The armistice of November 11, 1918 and the lessons for today

12 November 2018

Yesterday marked the 100th anniversary of the armistice which finally brought an end to World War I. Nothing like it had ever been seen in human history—a bloody inferno costing the lives of more than ten million soldiers and six million civilians with millions more permanently maimed, disfigured and injured.

But the silencing of the guns, in what was later to be falsely labelled as the “war to end all wars,” was not the end of the bloodshed and carnage. It was simply the conclusion of the first phase of what was to become a thirty-year international war between the major capitalist powers—the United States, Great Britain, France, Germany, Japan and their allies for control and domination of the world—that only came to an end in 1945, culminating in the dropping of two atomic bombs by the US on Japan.

In war, it has often been said, truth is the first casualty. And so it is the case here. The war of 1914–18 was not fought, as claimed by British imperialism—presiding over the greatest empire the world had ever seen—to defend the right of small nations against the depredations of Germany. Nor was it fought, as claimed by the German imperialists, to counter the barbarism of Tsarist Russia. Neither was it fought as claimed by France, allied with the Tsarist regime, to defend republican ideals against Prussian autocracy. And least of all was it a war to “make the world safe for democracy,” the fraudulent claim advanced by President Woodrow Wilson as the United States entered the conflict in April 1917 in order to ensure that the interests of rising American imperialism were advanced in the division of the spoils.

**PROVIDED RECORDS:**

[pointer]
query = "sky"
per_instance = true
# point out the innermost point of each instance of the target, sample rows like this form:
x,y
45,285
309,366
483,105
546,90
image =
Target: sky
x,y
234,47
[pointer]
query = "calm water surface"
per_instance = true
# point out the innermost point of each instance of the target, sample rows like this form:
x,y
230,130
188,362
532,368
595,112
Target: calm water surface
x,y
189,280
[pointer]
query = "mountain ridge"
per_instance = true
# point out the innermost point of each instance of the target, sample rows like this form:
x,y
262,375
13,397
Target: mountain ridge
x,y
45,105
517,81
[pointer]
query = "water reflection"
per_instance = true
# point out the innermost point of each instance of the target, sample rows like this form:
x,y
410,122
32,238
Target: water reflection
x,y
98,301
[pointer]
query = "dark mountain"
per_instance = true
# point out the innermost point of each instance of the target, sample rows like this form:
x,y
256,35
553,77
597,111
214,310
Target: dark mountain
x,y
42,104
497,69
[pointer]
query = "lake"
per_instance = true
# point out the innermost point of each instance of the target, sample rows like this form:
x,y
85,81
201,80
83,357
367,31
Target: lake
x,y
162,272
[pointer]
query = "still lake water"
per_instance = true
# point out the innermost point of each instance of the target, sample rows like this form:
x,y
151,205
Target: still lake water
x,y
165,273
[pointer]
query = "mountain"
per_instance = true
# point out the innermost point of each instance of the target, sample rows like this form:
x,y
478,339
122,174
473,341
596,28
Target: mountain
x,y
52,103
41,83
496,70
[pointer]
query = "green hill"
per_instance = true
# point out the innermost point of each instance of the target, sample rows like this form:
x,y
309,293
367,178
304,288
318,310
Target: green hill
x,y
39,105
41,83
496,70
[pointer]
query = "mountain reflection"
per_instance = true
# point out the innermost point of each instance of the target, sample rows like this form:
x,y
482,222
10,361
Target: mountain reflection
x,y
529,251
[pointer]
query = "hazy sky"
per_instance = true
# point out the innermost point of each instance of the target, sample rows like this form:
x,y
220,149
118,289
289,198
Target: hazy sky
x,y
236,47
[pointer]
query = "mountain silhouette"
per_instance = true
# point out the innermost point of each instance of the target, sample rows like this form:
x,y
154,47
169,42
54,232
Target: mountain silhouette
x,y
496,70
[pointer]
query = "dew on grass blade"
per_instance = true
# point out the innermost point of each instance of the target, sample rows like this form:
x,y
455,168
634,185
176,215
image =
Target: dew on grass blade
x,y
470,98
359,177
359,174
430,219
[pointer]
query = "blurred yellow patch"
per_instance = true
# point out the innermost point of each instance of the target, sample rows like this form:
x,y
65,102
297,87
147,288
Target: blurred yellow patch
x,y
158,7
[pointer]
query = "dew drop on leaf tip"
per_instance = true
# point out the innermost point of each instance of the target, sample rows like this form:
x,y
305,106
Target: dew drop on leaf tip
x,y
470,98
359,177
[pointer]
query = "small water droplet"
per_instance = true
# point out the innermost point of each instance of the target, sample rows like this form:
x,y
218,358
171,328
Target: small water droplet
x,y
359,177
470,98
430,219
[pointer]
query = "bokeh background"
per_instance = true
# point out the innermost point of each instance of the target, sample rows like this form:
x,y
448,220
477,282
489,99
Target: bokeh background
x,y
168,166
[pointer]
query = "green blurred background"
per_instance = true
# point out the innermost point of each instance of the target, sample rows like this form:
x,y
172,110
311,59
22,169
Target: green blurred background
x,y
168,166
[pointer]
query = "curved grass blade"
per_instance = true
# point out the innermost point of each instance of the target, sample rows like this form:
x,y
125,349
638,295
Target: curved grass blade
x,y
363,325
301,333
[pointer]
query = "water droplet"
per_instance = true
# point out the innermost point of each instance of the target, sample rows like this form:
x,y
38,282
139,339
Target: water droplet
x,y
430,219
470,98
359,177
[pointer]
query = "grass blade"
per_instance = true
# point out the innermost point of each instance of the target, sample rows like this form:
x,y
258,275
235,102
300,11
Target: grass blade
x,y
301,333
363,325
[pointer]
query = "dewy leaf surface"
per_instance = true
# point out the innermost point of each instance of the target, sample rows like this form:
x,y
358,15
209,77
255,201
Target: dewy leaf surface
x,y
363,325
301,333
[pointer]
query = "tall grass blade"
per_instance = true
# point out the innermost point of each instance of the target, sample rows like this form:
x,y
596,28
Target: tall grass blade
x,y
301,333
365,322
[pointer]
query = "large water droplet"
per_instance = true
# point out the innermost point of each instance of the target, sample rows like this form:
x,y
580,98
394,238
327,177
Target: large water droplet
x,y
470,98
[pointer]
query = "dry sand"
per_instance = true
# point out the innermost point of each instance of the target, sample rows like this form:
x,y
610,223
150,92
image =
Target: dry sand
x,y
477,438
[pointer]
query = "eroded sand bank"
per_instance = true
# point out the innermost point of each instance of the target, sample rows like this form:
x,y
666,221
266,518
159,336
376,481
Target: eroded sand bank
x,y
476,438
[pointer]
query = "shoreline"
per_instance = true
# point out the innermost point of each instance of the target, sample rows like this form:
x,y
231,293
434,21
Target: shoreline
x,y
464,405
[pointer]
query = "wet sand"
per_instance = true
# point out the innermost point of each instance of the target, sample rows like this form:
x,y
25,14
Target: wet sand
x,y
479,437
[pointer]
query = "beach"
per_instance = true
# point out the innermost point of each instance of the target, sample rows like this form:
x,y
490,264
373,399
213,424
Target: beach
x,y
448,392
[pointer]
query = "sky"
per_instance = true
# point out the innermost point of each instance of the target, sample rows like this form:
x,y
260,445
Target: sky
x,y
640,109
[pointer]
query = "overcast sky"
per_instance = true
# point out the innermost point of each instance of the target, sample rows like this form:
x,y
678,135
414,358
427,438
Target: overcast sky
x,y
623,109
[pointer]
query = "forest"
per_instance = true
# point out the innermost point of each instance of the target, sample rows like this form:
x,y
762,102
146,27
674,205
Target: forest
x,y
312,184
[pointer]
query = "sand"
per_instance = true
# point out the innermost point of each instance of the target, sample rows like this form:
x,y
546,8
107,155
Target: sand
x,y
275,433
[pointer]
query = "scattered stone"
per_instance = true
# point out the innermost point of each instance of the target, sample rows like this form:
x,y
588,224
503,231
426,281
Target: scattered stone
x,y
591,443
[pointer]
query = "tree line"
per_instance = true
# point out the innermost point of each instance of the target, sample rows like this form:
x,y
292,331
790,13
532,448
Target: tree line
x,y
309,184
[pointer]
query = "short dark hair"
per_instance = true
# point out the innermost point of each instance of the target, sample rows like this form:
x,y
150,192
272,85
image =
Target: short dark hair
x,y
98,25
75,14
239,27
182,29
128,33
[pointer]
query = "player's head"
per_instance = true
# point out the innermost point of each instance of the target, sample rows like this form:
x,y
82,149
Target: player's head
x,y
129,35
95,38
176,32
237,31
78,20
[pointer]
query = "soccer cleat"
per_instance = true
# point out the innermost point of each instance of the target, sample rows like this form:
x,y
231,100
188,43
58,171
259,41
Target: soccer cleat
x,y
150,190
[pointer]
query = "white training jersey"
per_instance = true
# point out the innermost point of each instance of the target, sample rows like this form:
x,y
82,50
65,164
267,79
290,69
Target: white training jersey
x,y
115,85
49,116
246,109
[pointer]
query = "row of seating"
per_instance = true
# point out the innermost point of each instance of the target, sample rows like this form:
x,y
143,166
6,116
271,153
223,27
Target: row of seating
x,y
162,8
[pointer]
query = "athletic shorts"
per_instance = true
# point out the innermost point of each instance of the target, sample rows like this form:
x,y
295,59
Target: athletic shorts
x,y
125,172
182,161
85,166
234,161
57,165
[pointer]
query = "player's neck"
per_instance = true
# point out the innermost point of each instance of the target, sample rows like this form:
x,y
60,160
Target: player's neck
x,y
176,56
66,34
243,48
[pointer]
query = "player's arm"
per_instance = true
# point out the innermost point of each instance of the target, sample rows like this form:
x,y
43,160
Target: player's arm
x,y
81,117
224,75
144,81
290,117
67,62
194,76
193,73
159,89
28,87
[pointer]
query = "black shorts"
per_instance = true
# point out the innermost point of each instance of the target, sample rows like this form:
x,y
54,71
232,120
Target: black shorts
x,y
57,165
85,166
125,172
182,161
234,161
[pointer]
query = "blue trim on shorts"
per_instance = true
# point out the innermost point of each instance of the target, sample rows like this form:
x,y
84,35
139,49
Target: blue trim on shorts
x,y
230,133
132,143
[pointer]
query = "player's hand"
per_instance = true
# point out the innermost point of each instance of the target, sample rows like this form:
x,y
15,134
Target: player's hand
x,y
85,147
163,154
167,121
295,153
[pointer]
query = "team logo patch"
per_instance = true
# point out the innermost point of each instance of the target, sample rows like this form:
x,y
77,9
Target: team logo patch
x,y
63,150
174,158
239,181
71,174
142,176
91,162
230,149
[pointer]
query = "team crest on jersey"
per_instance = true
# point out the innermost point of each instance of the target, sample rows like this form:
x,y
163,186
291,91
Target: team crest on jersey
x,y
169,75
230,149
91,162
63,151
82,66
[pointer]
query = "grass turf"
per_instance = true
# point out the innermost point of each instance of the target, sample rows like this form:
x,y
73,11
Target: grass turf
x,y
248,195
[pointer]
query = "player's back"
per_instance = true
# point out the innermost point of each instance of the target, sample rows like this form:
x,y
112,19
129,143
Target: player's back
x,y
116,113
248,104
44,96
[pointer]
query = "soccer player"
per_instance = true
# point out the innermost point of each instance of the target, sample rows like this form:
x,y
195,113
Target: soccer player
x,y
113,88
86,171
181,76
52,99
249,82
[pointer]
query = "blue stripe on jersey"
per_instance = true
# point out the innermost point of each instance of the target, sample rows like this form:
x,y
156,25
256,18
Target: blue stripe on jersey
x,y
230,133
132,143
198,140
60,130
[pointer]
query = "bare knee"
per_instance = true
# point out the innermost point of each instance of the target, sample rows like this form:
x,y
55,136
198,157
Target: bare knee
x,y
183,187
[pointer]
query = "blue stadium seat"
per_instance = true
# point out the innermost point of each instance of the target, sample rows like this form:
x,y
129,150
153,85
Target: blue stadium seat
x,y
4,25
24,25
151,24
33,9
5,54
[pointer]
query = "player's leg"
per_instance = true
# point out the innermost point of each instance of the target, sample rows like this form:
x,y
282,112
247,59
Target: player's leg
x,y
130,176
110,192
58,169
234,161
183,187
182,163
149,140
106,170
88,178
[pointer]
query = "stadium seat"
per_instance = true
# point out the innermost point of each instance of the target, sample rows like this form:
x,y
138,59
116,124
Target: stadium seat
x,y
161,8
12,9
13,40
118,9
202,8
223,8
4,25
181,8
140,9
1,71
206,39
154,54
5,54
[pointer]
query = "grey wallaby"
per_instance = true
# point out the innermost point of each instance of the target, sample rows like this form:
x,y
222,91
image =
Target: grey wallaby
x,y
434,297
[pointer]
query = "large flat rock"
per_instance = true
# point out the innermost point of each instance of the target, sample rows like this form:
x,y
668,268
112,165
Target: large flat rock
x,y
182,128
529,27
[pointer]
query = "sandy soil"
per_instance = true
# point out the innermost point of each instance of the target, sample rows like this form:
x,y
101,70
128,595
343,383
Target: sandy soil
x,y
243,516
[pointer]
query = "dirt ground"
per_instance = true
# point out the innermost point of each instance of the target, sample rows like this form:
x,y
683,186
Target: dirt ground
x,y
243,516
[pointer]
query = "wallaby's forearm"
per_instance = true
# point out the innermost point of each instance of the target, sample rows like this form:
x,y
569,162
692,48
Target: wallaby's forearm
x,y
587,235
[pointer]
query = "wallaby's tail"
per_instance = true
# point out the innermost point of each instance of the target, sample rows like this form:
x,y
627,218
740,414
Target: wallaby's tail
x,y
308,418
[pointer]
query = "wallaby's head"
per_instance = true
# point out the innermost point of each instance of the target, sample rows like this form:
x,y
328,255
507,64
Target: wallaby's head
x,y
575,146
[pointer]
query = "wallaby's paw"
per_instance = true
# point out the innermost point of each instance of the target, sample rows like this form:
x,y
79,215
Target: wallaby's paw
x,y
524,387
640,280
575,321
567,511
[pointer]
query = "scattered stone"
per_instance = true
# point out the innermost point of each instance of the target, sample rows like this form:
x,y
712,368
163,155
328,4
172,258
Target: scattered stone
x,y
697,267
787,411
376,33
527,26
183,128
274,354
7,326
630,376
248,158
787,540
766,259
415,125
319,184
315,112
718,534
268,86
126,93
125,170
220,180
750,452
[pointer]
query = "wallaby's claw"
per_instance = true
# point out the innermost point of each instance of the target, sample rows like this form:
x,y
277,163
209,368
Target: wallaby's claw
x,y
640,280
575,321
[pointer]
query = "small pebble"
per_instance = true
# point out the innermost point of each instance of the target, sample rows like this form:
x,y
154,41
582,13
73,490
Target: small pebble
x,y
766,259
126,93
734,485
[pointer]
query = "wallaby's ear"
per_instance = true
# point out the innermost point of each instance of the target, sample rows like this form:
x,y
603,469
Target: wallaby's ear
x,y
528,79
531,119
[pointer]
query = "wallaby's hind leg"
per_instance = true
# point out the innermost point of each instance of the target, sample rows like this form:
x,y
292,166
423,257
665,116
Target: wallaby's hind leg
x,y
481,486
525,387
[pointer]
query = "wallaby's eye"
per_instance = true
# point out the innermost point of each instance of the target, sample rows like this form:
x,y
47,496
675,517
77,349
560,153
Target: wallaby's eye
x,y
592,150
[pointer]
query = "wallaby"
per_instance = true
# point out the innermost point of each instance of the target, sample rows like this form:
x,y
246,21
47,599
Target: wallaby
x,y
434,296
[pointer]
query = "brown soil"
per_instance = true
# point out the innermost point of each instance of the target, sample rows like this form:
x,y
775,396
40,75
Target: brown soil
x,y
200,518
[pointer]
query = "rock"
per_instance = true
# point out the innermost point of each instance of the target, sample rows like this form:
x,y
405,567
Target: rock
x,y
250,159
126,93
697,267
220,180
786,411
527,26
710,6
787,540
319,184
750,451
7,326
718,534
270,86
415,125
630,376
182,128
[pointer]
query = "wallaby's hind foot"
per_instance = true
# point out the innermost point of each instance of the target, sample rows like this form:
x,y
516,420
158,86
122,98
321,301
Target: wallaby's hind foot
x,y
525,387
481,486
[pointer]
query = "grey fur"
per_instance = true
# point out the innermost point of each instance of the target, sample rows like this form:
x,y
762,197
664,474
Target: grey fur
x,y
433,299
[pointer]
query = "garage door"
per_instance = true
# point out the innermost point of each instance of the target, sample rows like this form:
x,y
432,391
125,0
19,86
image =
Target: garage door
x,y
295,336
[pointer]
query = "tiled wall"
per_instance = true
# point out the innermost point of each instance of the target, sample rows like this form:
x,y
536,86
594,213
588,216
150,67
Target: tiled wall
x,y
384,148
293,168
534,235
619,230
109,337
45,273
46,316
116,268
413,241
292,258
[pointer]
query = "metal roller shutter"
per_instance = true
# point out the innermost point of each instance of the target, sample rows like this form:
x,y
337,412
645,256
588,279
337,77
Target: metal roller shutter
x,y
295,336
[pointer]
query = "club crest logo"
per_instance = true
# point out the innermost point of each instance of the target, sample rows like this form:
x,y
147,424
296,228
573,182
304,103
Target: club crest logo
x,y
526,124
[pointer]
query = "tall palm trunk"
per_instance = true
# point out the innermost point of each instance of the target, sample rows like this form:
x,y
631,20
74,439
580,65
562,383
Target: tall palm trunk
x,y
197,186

**WHAT THIS EXERCISE ASKS:**
1. Write out the passage of the article on the 1918 armistice from "12 November 2018" up to and including "disfigured and injured.".
2. Write what comes next in the article on the 1918 armistice, picking up after its final sentence.

**ANSWERS TO THE EXERCISES:**
1.
12 November 2018

Yesterday marked the 100th anniversary of the armistice which finally brought an end to World War I. Nothing like it had ever been seen in human history—a bloody inferno costing the lives of more than ten million soldiers and six million civilians with millions more permanently maimed, disfigured and injured.

2.
The war was waged for markets, profits, resources and spheres of influence. But this conflict itself did not simply arise from the political outlook of the various imperialist politicians. It had deeper roots in the very development of the capitalist economy. As Leon Trotsky explained, in words that ring out even more powerfully in today’s era of globalised production, the foundations of the war were to be found in the objective contradiction between the development of world economy and the division of the world into rival capitalist nation-states and imperialist great powers.

Each of the imperialist powers sought to resolve this contradiction through a bloody struggle to decide which of them would become the hegemonic world power. That conflict was to finally result—after three decades of barbarism, involving economic devastation, fascism, the Holocaust of European Jewry and the mass slaughter of World War II—in the domination of US imperialism.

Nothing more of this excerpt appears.